** Opening Exercise data block **

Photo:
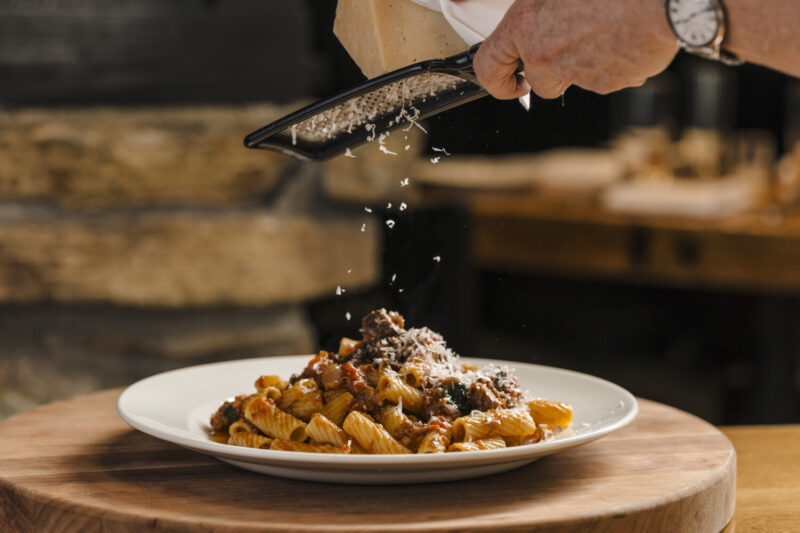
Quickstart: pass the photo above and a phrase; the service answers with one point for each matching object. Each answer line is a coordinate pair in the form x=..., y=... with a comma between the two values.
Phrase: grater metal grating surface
x=400, y=101
x=372, y=109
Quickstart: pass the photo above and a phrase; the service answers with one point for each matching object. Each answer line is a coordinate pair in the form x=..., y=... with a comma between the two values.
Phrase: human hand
x=599, y=45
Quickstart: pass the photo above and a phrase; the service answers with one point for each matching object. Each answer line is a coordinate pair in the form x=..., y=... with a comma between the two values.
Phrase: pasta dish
x=396, y=390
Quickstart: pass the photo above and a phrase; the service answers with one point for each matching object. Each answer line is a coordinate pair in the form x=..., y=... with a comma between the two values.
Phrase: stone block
x=101, y=158
x=187, y=257
x=48, y=353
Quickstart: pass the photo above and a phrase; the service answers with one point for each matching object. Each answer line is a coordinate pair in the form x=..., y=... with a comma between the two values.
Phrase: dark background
x=697, y=348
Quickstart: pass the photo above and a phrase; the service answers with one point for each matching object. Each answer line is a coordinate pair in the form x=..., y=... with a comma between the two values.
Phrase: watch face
x=695, y=22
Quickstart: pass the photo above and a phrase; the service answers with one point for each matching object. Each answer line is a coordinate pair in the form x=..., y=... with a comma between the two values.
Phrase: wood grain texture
x=767, y=488
x=543, y=233
x=75, y=466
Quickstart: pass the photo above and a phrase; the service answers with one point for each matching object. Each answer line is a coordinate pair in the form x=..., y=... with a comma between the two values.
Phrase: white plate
x=175, y=406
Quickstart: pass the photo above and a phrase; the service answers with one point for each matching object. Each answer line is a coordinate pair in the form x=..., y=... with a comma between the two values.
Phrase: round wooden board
x=75, y=466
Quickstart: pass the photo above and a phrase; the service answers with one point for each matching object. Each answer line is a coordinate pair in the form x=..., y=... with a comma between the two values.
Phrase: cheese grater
x=371, y=110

** Closing Exercise data block **

## What is expected
All of the data is to be transcribed exactly, with images omitted.

## Your solution
Photo:
Quickstart: pass the photo above and a phrase; the service answers with one point for each matching object. Each answer line is a coordinate pair in the form x=..., y=... with a comma between the two values.
Phrase: grater metal grating surface
x=400, y=101
x=372, y=109
Quickstart: pass the photo above and a phrase; the service answers with one point for each matching object. Each answer line is a coordinate pair in the form x=..., y=... with a comma between the two values.
Phrase: human hand
x=599, y=45
Quickstart: pass the photo above and a phrase; the service answers with one point for each matching object. Each answer line is a coordinate pair in the form x=..., y=... with a comma between the two values.
Phrase: pasta dish
x=396, y=390
Quickstart: pass the photo above and a phrase; the service answers with one point for each matching object. Each answer line is a coordinate pair in the form x=..., y=... with a comma between the two values.
Phrase: stone block
x=101, y=158
x=187, y=257
x=48, y=353
Quickstart: pass the photo above and a phrase; the service answers with one point for each matching object. Each answer line is a coordinate pair in the form x=..., y=... with a comma between the two values.
Phrase: dark background
x=697, y=348
Quickstart: pass the photo above and a phrase; the service answers with one point for each matching object. Each answer line is a coordinate pair in the form x=..., y=... with a comma between the two values.
Phrase: watch face
x=695, y=22
Quickstart: pass the photo above and a phrase; the service answers with one point for each matching object. Each answer line is a coordinate pair in the form x=..., y=... with a comma between the two values.
Phrase: wood grain texture
x=767, y=488
x=543, y=233
x=75, y=466
Quickstart: pass the photo above and a phrase; the service answers with one point for each matching object. Each answer line is a coordinate pair in the form x=..., y=... with a comma between the two values.
Phrase: white plate
x=175, y=406
Quickstart: pass the photo above and a phrase; the service answers with one point for each matching object. Each answer line is a coordinate pair in the form x=..., y=... with a comma between the two values.
Phrase: round wooden board
x=75, y=466
Quickstart: pass the photo above and a phrase; the service answers with one point for each matching object. Each answer line is a coordinate pair in the form x=..., y=... with a comma between the two values.
Phrase: cheese grater
x=371, y=110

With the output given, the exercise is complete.